**Exercise details**
Word for word, transcribe the records that follow.
[[ Given data, beginning ]]
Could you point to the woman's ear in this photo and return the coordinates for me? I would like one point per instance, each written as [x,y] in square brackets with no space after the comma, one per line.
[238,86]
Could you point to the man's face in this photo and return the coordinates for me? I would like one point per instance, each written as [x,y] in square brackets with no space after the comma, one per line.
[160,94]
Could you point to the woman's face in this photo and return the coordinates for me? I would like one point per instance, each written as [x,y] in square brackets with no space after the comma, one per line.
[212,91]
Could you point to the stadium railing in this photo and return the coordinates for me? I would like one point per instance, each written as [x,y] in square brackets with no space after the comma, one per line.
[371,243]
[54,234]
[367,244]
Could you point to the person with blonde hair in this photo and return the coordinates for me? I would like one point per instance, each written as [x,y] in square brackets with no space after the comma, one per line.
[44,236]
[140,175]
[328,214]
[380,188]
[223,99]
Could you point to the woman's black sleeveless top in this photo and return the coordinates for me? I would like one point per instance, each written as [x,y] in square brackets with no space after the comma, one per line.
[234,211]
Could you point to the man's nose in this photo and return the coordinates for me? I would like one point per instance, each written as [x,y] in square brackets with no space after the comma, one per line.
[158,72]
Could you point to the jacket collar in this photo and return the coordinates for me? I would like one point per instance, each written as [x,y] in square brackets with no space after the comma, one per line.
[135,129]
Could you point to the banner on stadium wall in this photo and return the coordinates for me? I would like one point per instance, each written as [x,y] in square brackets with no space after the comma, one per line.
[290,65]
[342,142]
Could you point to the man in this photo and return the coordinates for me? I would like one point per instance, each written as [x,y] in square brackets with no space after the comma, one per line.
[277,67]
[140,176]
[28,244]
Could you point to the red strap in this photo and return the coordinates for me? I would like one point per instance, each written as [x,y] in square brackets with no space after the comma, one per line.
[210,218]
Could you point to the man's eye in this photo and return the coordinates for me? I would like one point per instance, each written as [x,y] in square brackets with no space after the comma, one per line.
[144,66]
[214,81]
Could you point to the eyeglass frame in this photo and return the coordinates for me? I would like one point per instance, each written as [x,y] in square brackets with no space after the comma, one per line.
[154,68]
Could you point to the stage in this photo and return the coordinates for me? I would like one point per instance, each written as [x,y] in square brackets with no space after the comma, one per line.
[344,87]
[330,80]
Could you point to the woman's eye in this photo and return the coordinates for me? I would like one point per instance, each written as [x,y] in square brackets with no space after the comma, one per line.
[[ Given data, end ]]
**Exercise output**
Could you point to the woman's ear in this photo and return the coordinates for me? I would like one point per instance, each written as [x,y] in square brackets with no space after the comma, one per line.
[238,86]
Could you point to the man's face in this photo and return the coordinates for me? I would like one point per instance, each written as [x,y] in square brackets with no space after the comma, one per line.
[160,94]
Could you point to the woman's face in this photo and return the coordinates for me? I would like one point per instance, each written as [x,y] in square brackets with no space after the comma, one per line.
[212,91]
Could you point to the stadium railing in this photo and return the coordinates for me? I would like one point per instance, each written as [x,y] in square brackets with no space after the comma, one per line.
[371,243]
[54,234]
[367,244]
Could you point to the person with blonde hair in this photo and return the coordinates for me? I would like one point per instance, each written as [x,y] in square brackets with no space after the comma, one per line.
[44,236]
[140,175]
[328,214]
[380,188]
[223,99]
Could you point to the woman's black sleeveless top in this photo and return the coordinates for me? I would like one point per instance, each written as [x,y] in square brackets with no space after the comma, one per line.
[234,211]
Could you point to the man's nose in this photo and return the coordinates for me? I would like one point per instance, each written as [x,y] in square brackets with no space after the comma, one per line.
[158,72]
Could you point to the jacket collar in this photo and return the coordinates for me? I would like one point per instance, each written as [x,y] in square brackets with no space after the comma, one per line.
[135,129]
Could you point to the banner on stadium wall in this photo and return the coordinates for me? I would like one point per instance, each written as [x,y] in square brackets with no space after the comma, one per line.
[290,65]
[342,142]
Could you point to the man in this photo and return the coordinates for me? I would like one point per instance, each written as [x,y] in square brackets with no space after the comma, one per line.
[277,67]
[140,176]
[28,244]
Could you point to the red strap in this photo and return the coordinates for me? I would like one point per instance, each written as [x,y] in square brackets with no space after the comma, one per line.
[210,218]
Could you point to the man's eye in this photo and return the coordinates for me? I would like one point per instance, each written as [x,y] in square brackets with no space after the comma, one per line.
[144,66]
[214,81]
Could you point to the eyeglass frame in this photo and return the coordinates for me? I would like one point per instance, each written as [x,y] in square brackets with no space after the comma, one per line.
[154,68]
Could you point to the stage in this photo and return the coordinates for me? I would like one point per instance, each written as [x,y] in square brackets with no space after the comma, one per line.
[344,87]
[330,80]
Could you point to the woman's eye in this photo and return the coordinates for me? I would like one point per instance, each written as [x,y] in square brackets with no space after the comma, one per line.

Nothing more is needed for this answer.